• _Prompt 1_
In the packaging guidelines, what overall size is given as an example of a reasonable size for including 1st or 3rd party toolsets in a package?
• _Prompt 2_
From the packaging guidelines, set down word for word the part starting with "# Test content" and going on through "fine as well.".

• _Passage to read_

[BEGIN]

Script Extensions Packaging Guidelines

The following section covers packaging standards for the creating of script-based automation packages. As noted above, the primary goal of these standards is to produce a self-contained package. A self-contained package can be copied/downloaded to a system under test and the scripts within executed with minimal or no additional setup requirements. There are cases where 1st and 3rd party toolsets/binaries will need to be downloaded to the system and this topic will be covered at the end of this section.

The term package used in this section refers to a folder structure containing all test content and dependencies. A package can be easily zipped and copied around or uploaded to Azure Storage Accounts etc... for use in scale automation scenarios. Packages are a fundamental part of any script-based extensions development process. The following illustrates an example of the recommendation for the folder structure of a package:

/custom_scripts.1.0.0
/binaries
/docs
/setup

/Invoke-FirmwareUpdate.ps1
/update_firmware.py
  • Include Scripts in the Package Root Directory
    Scripts should generally be added to the root directory of the package. This ensures that scripts can easily reference other scripts for import or execution. It does not matter which language the scripts are written in (e.g. PowerShell, Python). That said, it is additionally useful to organize same-language scripts in subdirectories if desired.

    The following illustrates the folder structure of the test content package:

    # Test content scripts should generally go in the root of the package.
    /custom_scripts.1.0.0
    - Common.psm1
    - Firmware.Linux.psm1
    - Firmware.Windows.psm1
    - Custom.Linux.psd1
    - Custom.Windows.psd1

    # The use of subdirectories to contain "same-language" files is fine as well.
    /custom_scripts.1.0.0
    /powershell
    - Common.psm1
    - Firmware.Linux.psm1
    - Firmware.Windows.psm1
    - Custom.Linux.psd1
    - Custom.Windows.psd1
    /python
    - update_ssd_firmware.py
    - update_nvme_firmware.py
    - update_fpga_firmware.py
  • Include 1st and 3rd Party Toolsets in the Package
    When reasonable in overall size (e.g. < 10 MB), include any 1st or 3rd party toolsets used/referenced by the test content in a binaries subdirectory within the package. Follow the conventions illustrated below to encapsulate the toolsets within appropriate "platform-specific" folders. This makes it visually easy to discern which toolsets can be used on which OS platforms and architectures and is a well-vetted pattern from the industry at-large.

[END]

• _Data records_

[BEGIN]

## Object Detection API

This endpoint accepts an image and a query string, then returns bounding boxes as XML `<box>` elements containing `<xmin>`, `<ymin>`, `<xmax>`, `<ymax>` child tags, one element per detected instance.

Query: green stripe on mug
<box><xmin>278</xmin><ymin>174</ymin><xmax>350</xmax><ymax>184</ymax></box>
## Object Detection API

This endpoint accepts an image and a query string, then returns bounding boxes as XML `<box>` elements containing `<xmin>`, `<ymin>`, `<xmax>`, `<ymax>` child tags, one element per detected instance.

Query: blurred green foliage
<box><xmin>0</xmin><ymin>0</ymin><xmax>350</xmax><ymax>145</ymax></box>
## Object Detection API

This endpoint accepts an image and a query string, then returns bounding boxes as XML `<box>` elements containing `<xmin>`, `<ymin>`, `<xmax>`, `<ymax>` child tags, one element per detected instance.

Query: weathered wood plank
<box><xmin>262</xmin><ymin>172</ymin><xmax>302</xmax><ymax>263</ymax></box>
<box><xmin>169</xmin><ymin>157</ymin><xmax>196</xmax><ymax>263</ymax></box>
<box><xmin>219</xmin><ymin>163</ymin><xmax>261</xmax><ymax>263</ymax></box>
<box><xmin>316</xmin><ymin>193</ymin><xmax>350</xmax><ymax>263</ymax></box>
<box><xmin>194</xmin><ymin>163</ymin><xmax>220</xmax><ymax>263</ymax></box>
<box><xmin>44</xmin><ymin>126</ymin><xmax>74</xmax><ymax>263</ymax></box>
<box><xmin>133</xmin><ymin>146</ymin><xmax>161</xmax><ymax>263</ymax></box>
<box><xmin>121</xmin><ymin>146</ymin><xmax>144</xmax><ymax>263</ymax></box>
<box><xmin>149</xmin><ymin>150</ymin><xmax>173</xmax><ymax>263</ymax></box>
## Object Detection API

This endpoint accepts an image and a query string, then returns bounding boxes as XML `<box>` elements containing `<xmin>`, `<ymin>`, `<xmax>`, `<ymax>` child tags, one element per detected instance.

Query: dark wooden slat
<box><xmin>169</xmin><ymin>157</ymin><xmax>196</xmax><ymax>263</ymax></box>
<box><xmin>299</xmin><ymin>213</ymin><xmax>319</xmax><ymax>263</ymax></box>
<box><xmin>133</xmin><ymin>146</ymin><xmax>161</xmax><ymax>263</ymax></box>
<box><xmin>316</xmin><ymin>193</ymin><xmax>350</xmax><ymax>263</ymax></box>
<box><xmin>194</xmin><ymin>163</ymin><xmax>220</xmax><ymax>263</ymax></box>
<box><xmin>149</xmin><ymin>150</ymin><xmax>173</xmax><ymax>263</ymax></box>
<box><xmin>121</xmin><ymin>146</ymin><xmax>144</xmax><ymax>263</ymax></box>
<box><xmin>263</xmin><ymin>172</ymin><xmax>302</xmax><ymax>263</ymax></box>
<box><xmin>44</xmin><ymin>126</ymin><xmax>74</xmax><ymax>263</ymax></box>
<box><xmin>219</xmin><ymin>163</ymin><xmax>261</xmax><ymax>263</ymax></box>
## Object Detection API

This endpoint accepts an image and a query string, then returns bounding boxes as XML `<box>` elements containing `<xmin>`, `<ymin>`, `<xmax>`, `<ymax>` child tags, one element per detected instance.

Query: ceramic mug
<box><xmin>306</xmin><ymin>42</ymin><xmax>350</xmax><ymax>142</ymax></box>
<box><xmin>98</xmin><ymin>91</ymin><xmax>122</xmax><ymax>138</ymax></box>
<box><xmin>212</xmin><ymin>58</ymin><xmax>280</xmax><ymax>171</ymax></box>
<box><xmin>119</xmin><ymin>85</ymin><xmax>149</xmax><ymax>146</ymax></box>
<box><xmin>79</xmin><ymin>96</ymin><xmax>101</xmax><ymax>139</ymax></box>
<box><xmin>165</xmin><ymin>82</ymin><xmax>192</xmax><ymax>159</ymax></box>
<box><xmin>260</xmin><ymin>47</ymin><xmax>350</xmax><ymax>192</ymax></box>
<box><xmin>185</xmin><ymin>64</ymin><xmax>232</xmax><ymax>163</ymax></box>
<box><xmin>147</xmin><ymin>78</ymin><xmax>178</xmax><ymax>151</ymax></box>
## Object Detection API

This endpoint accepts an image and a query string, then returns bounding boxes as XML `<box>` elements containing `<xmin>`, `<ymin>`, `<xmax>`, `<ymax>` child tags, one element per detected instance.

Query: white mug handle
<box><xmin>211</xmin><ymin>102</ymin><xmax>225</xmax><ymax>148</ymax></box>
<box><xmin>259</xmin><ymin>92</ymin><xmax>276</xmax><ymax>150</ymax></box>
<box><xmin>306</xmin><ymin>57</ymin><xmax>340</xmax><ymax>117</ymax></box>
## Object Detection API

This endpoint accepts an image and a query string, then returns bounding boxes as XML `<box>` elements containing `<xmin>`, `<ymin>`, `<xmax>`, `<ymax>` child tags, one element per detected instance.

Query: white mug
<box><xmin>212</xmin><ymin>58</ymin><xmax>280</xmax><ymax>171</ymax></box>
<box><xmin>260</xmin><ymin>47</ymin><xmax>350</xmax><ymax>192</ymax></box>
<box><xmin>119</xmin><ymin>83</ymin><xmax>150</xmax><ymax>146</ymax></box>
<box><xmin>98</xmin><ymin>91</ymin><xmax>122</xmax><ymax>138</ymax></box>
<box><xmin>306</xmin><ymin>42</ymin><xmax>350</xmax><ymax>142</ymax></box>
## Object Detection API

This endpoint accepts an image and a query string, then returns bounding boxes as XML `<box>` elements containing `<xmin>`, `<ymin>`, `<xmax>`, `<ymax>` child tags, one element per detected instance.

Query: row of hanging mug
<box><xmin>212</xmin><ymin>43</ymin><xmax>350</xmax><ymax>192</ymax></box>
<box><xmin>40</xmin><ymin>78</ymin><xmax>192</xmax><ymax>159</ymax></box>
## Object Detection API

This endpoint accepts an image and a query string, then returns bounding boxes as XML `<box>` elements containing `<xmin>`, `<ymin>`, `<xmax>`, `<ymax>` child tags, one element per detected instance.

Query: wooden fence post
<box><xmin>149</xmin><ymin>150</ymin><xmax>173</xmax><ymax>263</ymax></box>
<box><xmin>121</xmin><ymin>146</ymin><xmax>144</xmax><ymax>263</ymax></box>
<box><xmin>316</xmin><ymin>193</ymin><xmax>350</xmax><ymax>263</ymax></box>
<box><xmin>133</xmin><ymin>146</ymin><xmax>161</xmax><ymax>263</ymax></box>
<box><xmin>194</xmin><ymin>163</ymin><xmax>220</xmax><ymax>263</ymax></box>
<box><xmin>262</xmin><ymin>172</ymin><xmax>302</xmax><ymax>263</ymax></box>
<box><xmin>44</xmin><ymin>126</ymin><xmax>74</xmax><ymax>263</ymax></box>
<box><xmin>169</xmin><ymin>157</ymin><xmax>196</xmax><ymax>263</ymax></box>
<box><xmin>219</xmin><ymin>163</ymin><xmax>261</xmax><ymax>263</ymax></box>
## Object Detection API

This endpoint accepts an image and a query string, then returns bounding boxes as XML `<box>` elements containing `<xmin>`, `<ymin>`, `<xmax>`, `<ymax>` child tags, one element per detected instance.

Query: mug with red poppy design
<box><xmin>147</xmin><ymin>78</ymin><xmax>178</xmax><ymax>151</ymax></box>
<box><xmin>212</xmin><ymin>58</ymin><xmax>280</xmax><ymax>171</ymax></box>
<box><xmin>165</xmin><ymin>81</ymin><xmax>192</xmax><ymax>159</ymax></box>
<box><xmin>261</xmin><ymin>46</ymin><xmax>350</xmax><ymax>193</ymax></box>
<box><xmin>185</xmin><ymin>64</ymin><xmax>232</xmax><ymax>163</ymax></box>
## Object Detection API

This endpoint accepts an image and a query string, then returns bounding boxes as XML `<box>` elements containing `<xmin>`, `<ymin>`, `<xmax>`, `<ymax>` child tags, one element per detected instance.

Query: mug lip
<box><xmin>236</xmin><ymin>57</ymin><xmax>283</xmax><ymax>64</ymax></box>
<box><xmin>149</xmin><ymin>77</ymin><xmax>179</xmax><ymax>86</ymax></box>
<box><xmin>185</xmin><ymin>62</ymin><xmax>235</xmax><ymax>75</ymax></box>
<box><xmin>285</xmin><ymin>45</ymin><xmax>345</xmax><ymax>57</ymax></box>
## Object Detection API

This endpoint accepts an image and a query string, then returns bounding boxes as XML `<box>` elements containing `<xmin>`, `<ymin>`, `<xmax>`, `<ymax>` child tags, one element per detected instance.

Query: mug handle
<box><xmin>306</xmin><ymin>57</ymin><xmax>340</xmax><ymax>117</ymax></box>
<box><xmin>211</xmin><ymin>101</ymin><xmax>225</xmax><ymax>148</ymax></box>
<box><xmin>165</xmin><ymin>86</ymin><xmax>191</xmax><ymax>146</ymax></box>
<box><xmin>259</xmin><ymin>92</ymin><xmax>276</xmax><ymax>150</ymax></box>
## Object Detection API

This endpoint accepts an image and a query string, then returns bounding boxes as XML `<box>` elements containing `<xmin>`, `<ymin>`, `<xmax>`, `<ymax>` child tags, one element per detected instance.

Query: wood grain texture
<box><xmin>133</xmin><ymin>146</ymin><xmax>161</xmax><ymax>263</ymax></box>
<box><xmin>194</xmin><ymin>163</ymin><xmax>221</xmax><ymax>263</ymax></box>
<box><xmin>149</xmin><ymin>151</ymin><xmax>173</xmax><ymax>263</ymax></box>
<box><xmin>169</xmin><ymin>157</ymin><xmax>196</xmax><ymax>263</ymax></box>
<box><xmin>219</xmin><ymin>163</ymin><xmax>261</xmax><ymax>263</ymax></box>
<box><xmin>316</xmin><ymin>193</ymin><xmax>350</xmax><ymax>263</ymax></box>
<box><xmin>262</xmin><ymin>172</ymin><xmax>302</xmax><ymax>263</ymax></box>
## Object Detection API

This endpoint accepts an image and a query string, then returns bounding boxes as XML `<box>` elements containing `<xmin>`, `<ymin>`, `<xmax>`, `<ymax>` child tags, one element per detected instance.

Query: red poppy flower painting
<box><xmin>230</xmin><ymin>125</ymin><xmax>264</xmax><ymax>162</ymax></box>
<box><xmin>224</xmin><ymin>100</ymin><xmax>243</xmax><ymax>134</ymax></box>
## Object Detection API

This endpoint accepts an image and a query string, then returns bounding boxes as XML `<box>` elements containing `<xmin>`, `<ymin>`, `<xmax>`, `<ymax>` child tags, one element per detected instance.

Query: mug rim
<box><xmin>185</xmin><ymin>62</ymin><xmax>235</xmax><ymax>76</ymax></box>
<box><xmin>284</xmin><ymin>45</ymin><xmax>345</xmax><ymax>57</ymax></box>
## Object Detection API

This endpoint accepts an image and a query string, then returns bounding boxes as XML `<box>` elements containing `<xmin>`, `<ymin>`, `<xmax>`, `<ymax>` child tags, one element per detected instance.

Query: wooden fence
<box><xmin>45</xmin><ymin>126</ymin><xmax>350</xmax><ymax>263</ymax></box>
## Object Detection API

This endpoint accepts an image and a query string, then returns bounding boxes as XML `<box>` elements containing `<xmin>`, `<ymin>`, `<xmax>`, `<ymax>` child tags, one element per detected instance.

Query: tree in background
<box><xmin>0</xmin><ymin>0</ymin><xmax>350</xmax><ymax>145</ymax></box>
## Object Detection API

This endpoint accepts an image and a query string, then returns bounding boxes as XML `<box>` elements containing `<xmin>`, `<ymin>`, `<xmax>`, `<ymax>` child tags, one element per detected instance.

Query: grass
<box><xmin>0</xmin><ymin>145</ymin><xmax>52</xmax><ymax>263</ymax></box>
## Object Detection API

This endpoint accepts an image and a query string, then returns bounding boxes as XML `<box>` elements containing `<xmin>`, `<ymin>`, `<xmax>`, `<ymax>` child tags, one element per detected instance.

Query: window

[END]

• _Correct response 1_
Less than 10 MB.

• _Correct response 2_
# Test content scripts should generally go in the root of the package.
    /custom_scripts.1.0.0
    - Common.psm1
    - Firmware.Linux.psm1
    - Firmware.Windows.psm1
    - Custom.Linux.psd1
    - Custom.Windows.psd1

    # The use of subdirectories to contain "same-language" files is fine as well.